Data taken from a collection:
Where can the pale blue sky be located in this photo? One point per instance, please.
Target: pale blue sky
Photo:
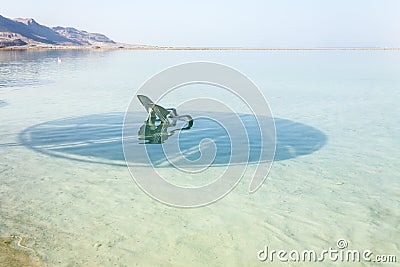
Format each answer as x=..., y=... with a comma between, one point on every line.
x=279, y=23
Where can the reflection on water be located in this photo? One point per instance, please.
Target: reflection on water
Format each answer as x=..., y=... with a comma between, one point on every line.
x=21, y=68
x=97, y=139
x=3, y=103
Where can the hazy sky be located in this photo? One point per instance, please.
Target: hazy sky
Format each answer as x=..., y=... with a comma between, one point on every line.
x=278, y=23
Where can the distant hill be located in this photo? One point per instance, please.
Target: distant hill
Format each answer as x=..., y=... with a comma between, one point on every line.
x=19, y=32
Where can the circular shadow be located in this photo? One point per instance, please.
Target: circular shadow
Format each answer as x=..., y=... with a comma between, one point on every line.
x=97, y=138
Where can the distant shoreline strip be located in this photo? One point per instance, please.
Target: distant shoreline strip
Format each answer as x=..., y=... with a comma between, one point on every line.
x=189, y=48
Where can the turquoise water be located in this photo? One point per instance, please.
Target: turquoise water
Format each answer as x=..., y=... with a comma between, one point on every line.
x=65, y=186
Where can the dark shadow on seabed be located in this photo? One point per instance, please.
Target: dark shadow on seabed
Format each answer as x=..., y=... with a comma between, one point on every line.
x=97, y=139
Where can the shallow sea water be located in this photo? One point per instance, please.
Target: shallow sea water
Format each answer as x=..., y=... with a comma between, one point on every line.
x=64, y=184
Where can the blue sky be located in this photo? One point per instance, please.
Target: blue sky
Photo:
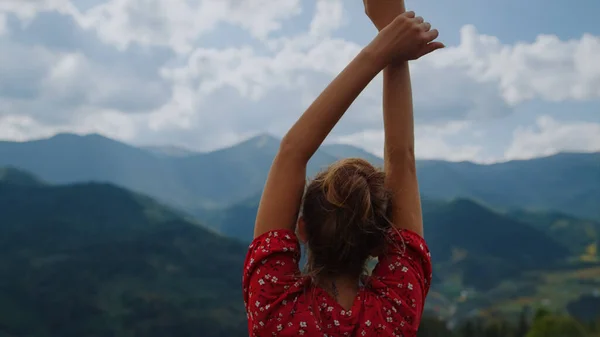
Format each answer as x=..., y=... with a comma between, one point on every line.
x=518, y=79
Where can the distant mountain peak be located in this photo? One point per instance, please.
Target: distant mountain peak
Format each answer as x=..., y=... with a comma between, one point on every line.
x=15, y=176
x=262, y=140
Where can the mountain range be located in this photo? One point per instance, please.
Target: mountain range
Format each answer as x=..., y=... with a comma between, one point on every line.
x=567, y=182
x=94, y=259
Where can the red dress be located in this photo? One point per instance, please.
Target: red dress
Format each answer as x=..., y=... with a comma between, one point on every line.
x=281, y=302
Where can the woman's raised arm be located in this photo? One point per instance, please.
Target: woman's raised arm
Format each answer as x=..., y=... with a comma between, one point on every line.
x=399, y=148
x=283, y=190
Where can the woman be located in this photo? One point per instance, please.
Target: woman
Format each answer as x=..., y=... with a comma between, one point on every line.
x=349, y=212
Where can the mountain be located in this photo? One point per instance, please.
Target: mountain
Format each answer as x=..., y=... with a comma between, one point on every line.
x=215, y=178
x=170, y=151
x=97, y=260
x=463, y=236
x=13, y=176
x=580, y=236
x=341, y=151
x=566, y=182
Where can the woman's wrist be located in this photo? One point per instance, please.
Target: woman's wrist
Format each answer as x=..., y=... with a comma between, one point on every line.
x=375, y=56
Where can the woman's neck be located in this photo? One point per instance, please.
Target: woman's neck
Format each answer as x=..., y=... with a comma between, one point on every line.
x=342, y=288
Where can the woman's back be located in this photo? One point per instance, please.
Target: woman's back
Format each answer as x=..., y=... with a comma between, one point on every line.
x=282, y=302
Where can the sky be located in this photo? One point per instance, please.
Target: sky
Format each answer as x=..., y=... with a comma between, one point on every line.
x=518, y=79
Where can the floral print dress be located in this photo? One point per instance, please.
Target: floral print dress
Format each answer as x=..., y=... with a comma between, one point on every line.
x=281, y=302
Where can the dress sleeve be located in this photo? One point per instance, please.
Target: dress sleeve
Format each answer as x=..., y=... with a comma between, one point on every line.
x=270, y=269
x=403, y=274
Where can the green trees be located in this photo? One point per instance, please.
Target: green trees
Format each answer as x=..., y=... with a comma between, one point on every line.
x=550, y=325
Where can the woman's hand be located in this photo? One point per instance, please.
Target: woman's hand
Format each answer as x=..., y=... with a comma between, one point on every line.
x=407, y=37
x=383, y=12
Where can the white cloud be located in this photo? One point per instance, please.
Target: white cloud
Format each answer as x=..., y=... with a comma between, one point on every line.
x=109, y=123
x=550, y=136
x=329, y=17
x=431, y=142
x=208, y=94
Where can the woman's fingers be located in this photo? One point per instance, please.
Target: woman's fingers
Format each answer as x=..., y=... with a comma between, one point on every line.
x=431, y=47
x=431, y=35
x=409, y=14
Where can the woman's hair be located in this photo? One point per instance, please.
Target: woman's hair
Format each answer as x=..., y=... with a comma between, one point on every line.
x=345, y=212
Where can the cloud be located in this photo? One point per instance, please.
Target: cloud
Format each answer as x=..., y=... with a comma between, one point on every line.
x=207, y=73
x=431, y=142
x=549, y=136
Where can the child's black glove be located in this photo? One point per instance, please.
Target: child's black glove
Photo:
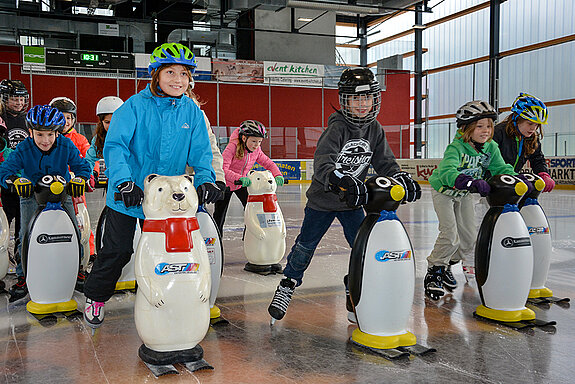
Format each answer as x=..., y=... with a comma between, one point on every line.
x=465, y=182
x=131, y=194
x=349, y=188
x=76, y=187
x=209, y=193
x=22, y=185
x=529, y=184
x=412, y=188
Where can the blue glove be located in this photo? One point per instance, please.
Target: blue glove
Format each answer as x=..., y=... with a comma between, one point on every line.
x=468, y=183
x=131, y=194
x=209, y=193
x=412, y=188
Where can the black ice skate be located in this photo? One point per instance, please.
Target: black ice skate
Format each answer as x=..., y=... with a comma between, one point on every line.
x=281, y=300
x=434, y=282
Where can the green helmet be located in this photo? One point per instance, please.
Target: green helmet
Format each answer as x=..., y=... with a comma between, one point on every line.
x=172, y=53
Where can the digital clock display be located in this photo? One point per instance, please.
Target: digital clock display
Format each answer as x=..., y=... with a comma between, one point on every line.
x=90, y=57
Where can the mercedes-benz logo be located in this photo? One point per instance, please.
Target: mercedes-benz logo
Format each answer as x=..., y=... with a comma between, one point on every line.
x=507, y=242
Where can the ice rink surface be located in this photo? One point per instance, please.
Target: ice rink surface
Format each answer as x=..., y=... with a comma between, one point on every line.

• **YOUR OBJECTIVE**
Render the lines above as a JSON list of strings, one string for each line, with blank lines omitted. Leave the pictures out.

• **REPLY**
[
  "Where can the pale blue sky be located in this photo? One point per instance, please.",
  "Target: pale blue sky",
  "Photo:",
  "Format each answer as x=..., y=... with a comma between, one point on every line.",
  "x=279, y=23",
  "Where can the reflection on water be located in this photo? One point per instance, please.",
  "Target: reflection on water",
  "Format each answer as x=..., y=... with a comma between, one point on every line.",
  "x=21, y=68",
  "x=97, y=139",
  "x=3, y=103",
  "Where can the hazy sky be located in this photo? One point per instance, please.",
  "Target: hazy sky",
  "Format each answer as x=..., y=... with a comma between, one point on every line.",
  "x=278, y=23",
  "Where can the distant hill be located in this photo? One point per instance, please.",
  "Target: distant hill",
  "Format each answer as x=..., y=... with a comma between, one point on every line.",
  "x=19, y=32",
  "Where can the circular shadow be located in this photo? One point per instance, please.",
  "Target: circular shadow",
  "Format each answer as x=..., y=... with a comma between, one point on every line.",
  "x=97, y=138",
  "Where can the distant shoreline strip be located in this photo? One point per instance, please.",
  "Target: distant shoreline strip",
  "Format each answer as x=..., y=... with a comma between, one point on every line.",
  "x=189, y=48",
  "Where can the turquoise water be located in this photo? One point per instance, please.",
  "Target: turquoise water",
  "Format each answer as x=..., y=... with a comma between, one point on every line.",
  "x=65, y=186",
  "Where can the dark shadow on seabed be located in this photo? One point per instance, please.",
  "Target: dark shadow on seabed",
  "Format each answer as x=..., y=... with a comma between, one point on every line.",
  "x=97, y=139",
  "Where can the shallow sea water be located in this photo? One point per instance, please.",
  "Target: shallow sea water",
  "Format each answer as x=..., y=... with a comma between, one point on every line.",
  "x=64, y=184",
  "Where can the blue sky be located in this photo? One point per instance, please.",
  "Target: blue sky",
  "Photo:",
  "Format each answer as x=..., y=... with a comma between, one point on every line.",
  "x=518, y=79",
  "Where can the distant mountain peak be located in this photo? One point per instance, please.",
  "Target: distant mountain peak",
  "Format each answer as x=..., y=... with a comma between, one point on every line.",
  "x=15, y=176",
  "x=262, y=140",
  "Where can the mountain range be located in this photo? One point per instance, please.",
  "Target: mountain range",
  "Format each answer as x=..., y=... with a comma between, one point on every line.",
  "x=567, y=182",
  "x=94, y=259",
  "Where can the red dress be located in this photo? One point per instance, please.",
  "Target: red dress",
  "Format each answer as x=..., y=... with a comma between, one point on every line.",
  "x=281, y=302",
  "Where can the woman's raised arm be located in this photo? One point per instance, please.",
  "Target: woman's raised arm",
  "Format each answer as x=..., y=... with a comma between, one point on every line.",
  "x=399, y=148",
  "x=283, y=190",
  "Where can the woman be located in this photo? One point per instance, please.",
  "Target: woman",
  "Format each answer as x=..., y=... with a comma between, one point on every line.",
  "x=349, y=212",
  "Where can the mountain be located in this photo? One point per instance, please.",
  "Target: mountain",
  "Format each answer as x=..., y=... with a comma between, one point on every line.",
  "x=215, y=178",
  "x=170, y=151",
  "x=97, y=260",
  "x=463, y=236",
  "x=13, y=176",
  "x=580, y=236",
  "x=341, y=151",
  "x=566, y=182",
  "Where can the woman's wrist be located in this photo? One point per instance, please.",
  "Target: woman's wrist",
  "Format each answer as x=..., y=... with a comma between, one point on every line.",
  "x=375, y=56",
  "Where can the woman's neck be located in this photo? One point per instance, please.",
  "Target: woman's neck",
  "Format each answer as x=..., y=... with a comma between, one point on every line.",
  "x=342, y=288",
  "Where can the woman's back be located in this photo? One point per instance, please.",
  "Target: woman's back",
  "Format each answer as x=..., y=... with a comma between, one point on every line.",
  "x=282, y=302",
  "Where can the sky be located in this photo? One point per instance, please.",
  "Target: sky",
  "Format each answer as x=..., y=... with a comma between, one point on every line.",
  "x=518, y=79",
  "Where can the floral print dress be located in this photo? One point per instance, please.",
  "Target: floral print dress",
  "Format each answer as x=..., y=... with a comma between, one point on every line.",
  "x=281, y=302",
  "Where can the dress sleeve be located in this photo? One point per instance, please.",
  "Target: dress sleeve",
  "Format each answer as x=..., y=... with a comma between, one point on every line.",
  "x=270, y=269",
  "x=403, y=274",
  "Where can the green trees be located in this photo? One point per instance, please.",
  "Target: green trees",
  "Format each answer as x=..., y=... with a comma between, one point on every line.",
  "x=550, y=325",
  "Where can the woman's hand be located in this photo? One point per instance, please.",
  "Target: woman's hand",
  "Format each answer as x=..., y=... with a comma between, one point on every line.",
  "x=407, y=37",
  "x=383, y=12",
  "Where can the white cloud be located in this photo? One point per instance, please.",
  "Target: white cloud",
  "Format each answer as x=..., y=... with a comma between, one point on every line.",
  "x=109, y=123",
  "x=550, y=136",
  "x=329, y=17",
  "x=431, y=142",
  "x=208, y=94",
  "Where can the woman's fingers be located in this photo? One point per instance, please.",
  "Target: woman's fingers",
  "Format each answer as x=..., y=... with a comma between, one point on every line.",
  "x=431, y=47",
  "x=431, y=35",
  "x=409, y=14",
  "Where can the woman's hair be located in this photo? One point per instance, please.",
  "Target: woman's hair",
  "Format each answer as x=..., y=... with a comma between, one point on every line.",
  "x=345, y=212",
  "Where can the cloud be located in this photo? One point per instance, please.",
  "Target: cloud",
  "Format each answer as x=..., y=... with a comma between, one point on every line.",
  "x=207, y=73",
  "x=431, y=142",
  "x=549, y=136",
  "Where can the child's black glove be located in this photo? One point per instance, please.",
  "Target: child's black glove",
  "Photo:",
  "Format each answer as x=..., y=... with a comma between, one point on every line.",
  "x=465, y=182",
  "x=131, y=194",
  "x=349, y=188",
  "x=76, y=187",
  "x=209, y=193",
  "x=22, y=185",
  "x=529, y=184",
  "x=412, y=188",
  "Where can the blue glove be located in this photo? One point per instance, please.",
  "Target: blue glove",
  "Format each answer as x=..., y=... with a comma between, one point on every line.",
  "x=468, y=183",
  "x=131, y=194",
  "x=209, y=193",
  "x=412, y=188",
  "Where can the black ice skate be located in this photo? One point per instance, please.",
  "Target: black ice skate",
  "Format each answer as x=..., y=... with a comma between, one point on every line.",
  "x=281, y=300",
  "x=434, y=282",
  "Where can the green helmet be located in this photo? One point per instance, please.",
  "Target: green helmet",
  "Format each answer as x=..., y=... with a comma between, one point on every line.",
  "x=172, y=53",
  "Where can the digital clock display be located in this photo? One point per instance, please.",
  "Target: digital clock display",
  "Format each answer as x=..., y=... with a comma between, one point on every line.",
  "x=90, y=57",
  "Where can the mercedes-benz logo be located in this photo? One point per instance, please.",
  "Target: mercedes-benz logo",
  "Format each answer as x=..., y=... with a comma between, one point on every line.",
  "x=507, y=242",
  "Where can the ice rink surface be located in this photo? One point per instance, please.",
  "Target: ice rink surface",
  "Format each answer as x=..., y=... with a comma between, one point on every line."
]